Monday, April 27, 2009

PERSEMBAHAN DEW

Setelah 2 minggu tak bertemu, tak bicara, tak menahu, akhirnya Dew datang dengan diam-diam. Tanpa ada yang tahu, dia datang, dan kemudian pergi... Berdiri diam di depan rumah Pondok Anggun itu. Menanti Diy keluar, membukakan pintu. Padahal di malam yang sama, baru saja Diy membuka kembali foto-foto mereka berdua. Diy dan Dew. Lama sekali. Sampai akhirnya Diy mengantuk dan tertidur pulas. Tak tahu ada sms masuk. Ternyata, Dew sudah ada di dekat Diy????

Dew datang. Membawa lagi harapan dan senyum mereka. Dew datang. Mempersembahkan maaf dan kesadaran hanya untuk Diy. Suatu hal, yang sempat membuat Diy putus asa dan bertanya, “apakah Dew bisa menyadari kesalahannya??” Kini tak perlu lagi, kami ingat-ingat, Diy ingat-ingat, atau pun Dew sesali. Semua sudah lebih baik. Yang terpenting adalah sekarang dan akan datang. Kejadian kemarin itu, cukup menjadi satu pelajaran tambahan lagi untuk persembahan cinta kami.

Dengan bahasa kami, dengan pengertian dan komunikasi kami. Akhirnya semua masalah yang sempat membeku itu melebur, meluber dan mencair. Dingin, sejuk dan damai. Ada senyum dan gelak tawa yang menghiasi hari-hari mereka lagi.

Terbentuk kristal baru lagi. Karena ingin selalu mengkristalkan kisah ini bersamanya....

Waktu yang berjalan, terasa begitu cepat. Tersadar.........., ada ego yang datang ketika tiba-tiba waktu harus menjemput masing-masing mereka untuk berjalan menapaki hari-hari dengan penuh tanggung jawab. Work. Study. Society.

Love You Dew. (Dew tertidur juga.....)
Don't make me sad again.

Setengah Gelas Air Putih

Saya terkesima membaca blog yang satu ini. Sederhana, lugas dan bebas. Tapi ada arti yang hendak dia sampaikan untuk Bun, pembaca, dan dirinya sendiri.

Tidak ada samudera
Tidak ada lautan
Pun danau atau kolam
Aku hanya butuh setengah gelas air putih
Dan itu kamu....

Beberapa waktu lalu saya sering bilang pada Bun kalau saya merasa kesulitan menulis tentangnya. Menjadikannya inspirasi seperti sebelumnya. Tapi barangkali tidak untuk kali ini. Semoga dia membaca tulisan saya.

◆ Materi yang Disediakan
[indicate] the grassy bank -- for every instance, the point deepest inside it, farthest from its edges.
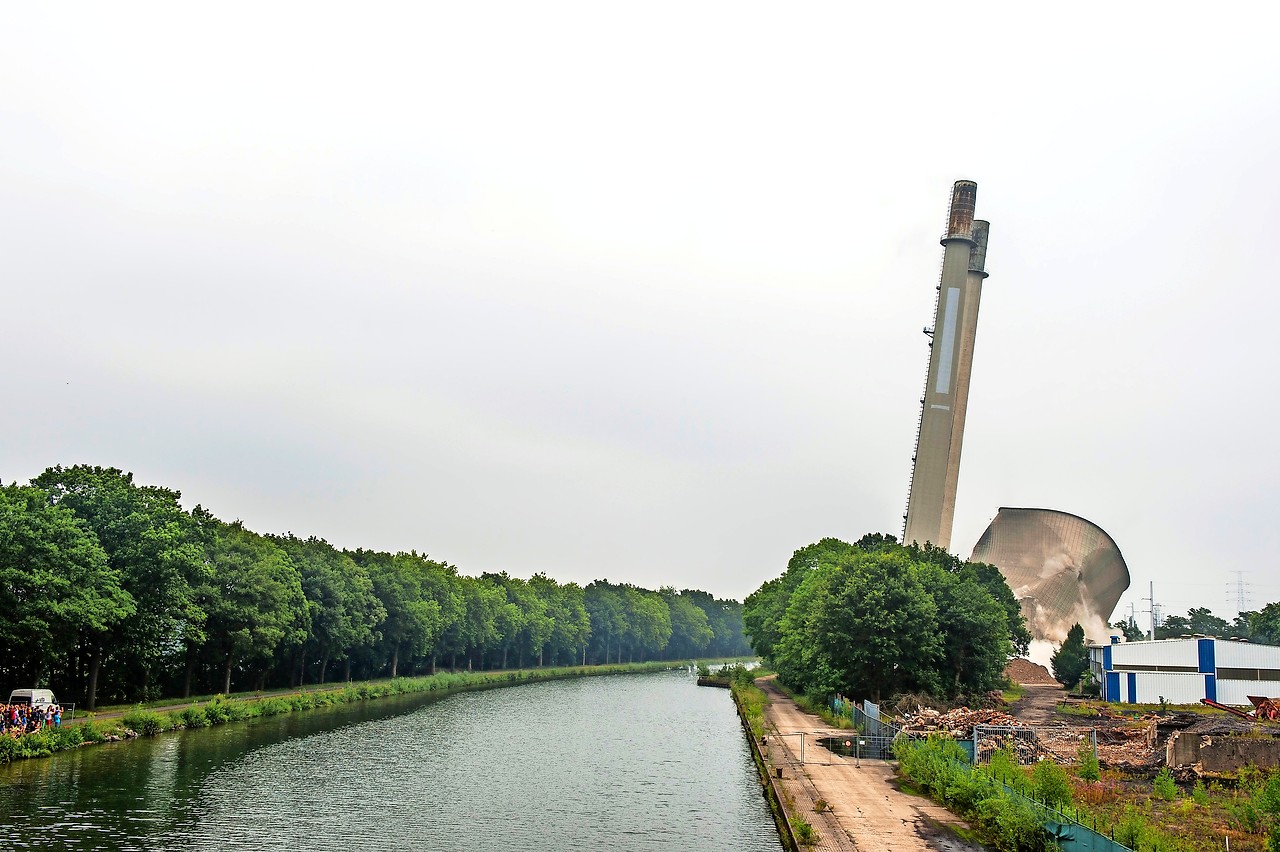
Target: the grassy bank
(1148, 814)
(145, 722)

◆ Instruksi Tugas A
Berdasarkan teks bacaan, mengapa terbentuk kristal baru lagi? Jawablah dalam satu sampai tiga kalimat.
◆ Instruksi Tugas B
Salinlah secara tepat seluruh bagian teks bacaan, mulai dari "Waktu yang berjalan, terasa" sampai dengan "me sad again.".
Gunakan teks bacaan sebagai satu-satunya sumber jawaban.

◆ Jawaban Latihan A
Kristal baru terbentuk lagi karena ada keinginan untuk selalu mengkristalkan kisah ini bersamanya.

◆ Jawaban Latihan B
Waktu yang berjalan, terasa begitu cepat. Tersadar.........., ada ego yang datang ketika tiba-tiba waktu harus menjemput masing-masing mereka untuk berjalan menapaki hari-hari dengan penuh tanggung jawab. Work. Study. Society.

Love You Dew. (Dew tertidur juga.....)
Don't make me sad again.